In the essay on Algerian captivity narratives, which two works does the writer propose to read?

== TEXT ==

“We are Distressed for you, O our BRETHREN, We are Distressed for you!” (3) Puritan minister Cotton Mather thunders in the opening of his “Pastoral Letter to the English Captives, in Africa” (1698). The letter addresses American captives in North Africa, but Mather’s concern for their personal safety is only second to his preoccupation that they may “Renounce the Christian Religion” and become “wretched Renegado’s [sic]” (4-5). Mather’s pronouncements are a fitting introduction to the short readings of the Algerian captivities I propose in the following pages: Royall Tyler’s The Algerine Captive (1797) and Maria Martin’s Captivity and Sufferings of Mrs. Maria Martin (1806); first and foremost, because Mather inaugurates the conjunction between apostasy and confusion, which Tyler and Martin ultimately turn into a triangulation of apostasy, confusion, and empire.
Barbary figures such as the Muslim pirate or the renegade, when met face to face, prove to be far closer to the “American Self” (see Berkovitch) than expected; Barbary spaces and bodies are loci of confusion, “at once radically different and uncannily familiar; […] as appealing as [they are] threatening” (Fenton 93). “The Islamic empire” (Berman 2) as enslaver of Christians and expanding imperial space suggests the weakness of, but also competes with, white Early Republican identity. On a different level, the uncanny similarities between North African and American imperial agendas expose the contradictions in the US’s self-perception as a fiercely democratic and anti-imperial nation. Like a reverse mirror, Barbary foreshadows “the horrors of what the United States could be” (White 23). The Barbary captivity narrative and the figure of the renegade are literary embodiments of this uncomfortable mirroring and shed light on US “imperial vulnerability” (Colley 173).
Mather warns his congregation of the consequences of religious betrayal, which range from the customary “Eternal Fire in the World to come” (5) to something much more troubling: “Eternal Confusions in another World” (11). Mather’s letter illustrates Colin Calloway’s observation that “confusion, not conversion, typified the renegade experience” (44). This essay starts from the premise that North Africa is a space of confusion for the American captives at the core of Barbary literature. In The Algerine Captive, the narrator will declare himself “confounded” by a renegade’s attempt to convert him. In Captivity and Sufferings, Maria Martin timidly undermines Mather’s radical Othering of Algerians as “dragons” and “monsters” in another Barbary letter, “The Glory of Goodness” (1703) (Mather 10, 11). In a confused narration where Martin alternates awe and repulsion, Muslim pirates are miscreants who effectively combine piratic infamy with American virtue. Underhill’s barely escaped conversion and Martin’s partial disruption of Othering canons are the product of the ‘confusion’ triggered by Algerian experiences, and they jointly show that “the construct of Algiers” does not always “create the space for a distinct American identity based upon an ideology of moral superiority” (Brandt 160).

===
== MATERIAL SUPPLIED ==

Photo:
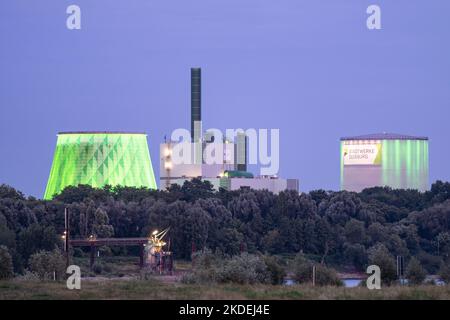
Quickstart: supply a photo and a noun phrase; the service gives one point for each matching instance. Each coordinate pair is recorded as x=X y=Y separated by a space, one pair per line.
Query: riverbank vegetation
x=334 y=230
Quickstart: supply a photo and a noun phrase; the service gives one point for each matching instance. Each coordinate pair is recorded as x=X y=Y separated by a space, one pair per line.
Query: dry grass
x=154 y=289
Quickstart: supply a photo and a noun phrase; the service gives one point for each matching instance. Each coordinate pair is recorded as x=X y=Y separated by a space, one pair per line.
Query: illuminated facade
x=393 y=160
x=98 y=159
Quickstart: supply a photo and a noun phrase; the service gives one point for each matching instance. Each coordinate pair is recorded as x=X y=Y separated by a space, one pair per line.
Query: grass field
x=153 y=288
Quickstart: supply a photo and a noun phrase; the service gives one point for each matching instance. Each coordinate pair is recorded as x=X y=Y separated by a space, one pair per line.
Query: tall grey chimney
x=196 y=103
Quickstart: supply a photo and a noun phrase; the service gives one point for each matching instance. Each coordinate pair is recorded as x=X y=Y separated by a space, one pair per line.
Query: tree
x=100 y=225
x=45 y=264
x=414 y=272
x=6 y=265
x=35 y=238
x=355 y=231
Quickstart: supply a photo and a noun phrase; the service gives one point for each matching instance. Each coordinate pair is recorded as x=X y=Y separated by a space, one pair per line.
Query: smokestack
x=196 y=103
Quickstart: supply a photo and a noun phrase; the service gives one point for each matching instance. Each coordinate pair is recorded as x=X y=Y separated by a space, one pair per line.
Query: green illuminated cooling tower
x=98 y=159
x=393 y=160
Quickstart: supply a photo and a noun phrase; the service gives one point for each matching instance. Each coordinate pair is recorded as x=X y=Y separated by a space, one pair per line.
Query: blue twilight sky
x=308 y=67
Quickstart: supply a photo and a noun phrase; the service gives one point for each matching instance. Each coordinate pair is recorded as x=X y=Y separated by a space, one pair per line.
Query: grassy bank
x=155 y=289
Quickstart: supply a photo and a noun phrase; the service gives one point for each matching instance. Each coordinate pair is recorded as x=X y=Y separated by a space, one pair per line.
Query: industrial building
x=385 y=159
x=231 y=173
x=100 y=158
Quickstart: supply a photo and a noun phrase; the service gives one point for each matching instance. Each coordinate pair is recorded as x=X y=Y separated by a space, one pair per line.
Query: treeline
x=339 y=229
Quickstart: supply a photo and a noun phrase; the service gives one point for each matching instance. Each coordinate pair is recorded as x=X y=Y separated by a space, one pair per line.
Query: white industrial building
x=225 y=168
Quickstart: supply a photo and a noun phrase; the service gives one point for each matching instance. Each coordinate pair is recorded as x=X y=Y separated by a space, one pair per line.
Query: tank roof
x=384 y=136
x=100 y=132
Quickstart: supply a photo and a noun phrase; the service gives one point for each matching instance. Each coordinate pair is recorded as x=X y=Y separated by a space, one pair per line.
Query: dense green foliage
x=6 y=267
x=48 y=264
x=242 y=269
x=342 y=229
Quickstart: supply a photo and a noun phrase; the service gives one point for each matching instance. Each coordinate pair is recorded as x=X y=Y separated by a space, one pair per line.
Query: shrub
x=276 y=270
x=97 y=268
x=444 y=272
x=244 y=269
x=414 y=272
x=47 y=263
x=6 y=265
x=380 y=256
x=303 y=271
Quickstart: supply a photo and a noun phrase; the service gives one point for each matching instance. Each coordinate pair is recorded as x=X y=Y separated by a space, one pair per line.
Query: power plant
x=230 y=172
x=385 y=159
x=98 y=159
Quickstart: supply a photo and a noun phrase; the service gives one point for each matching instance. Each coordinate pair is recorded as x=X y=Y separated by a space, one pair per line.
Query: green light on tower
x=98 y=159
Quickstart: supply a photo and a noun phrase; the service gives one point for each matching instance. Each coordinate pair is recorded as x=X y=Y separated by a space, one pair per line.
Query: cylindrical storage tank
x=100 y=158
x=393 y=160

===

## EXERCISE RESPONSE
Royall Tyler's The Algerine Captive (1797) and Maria Martin's Captivity and Sufferings of Mrs. Maria Martin (1806).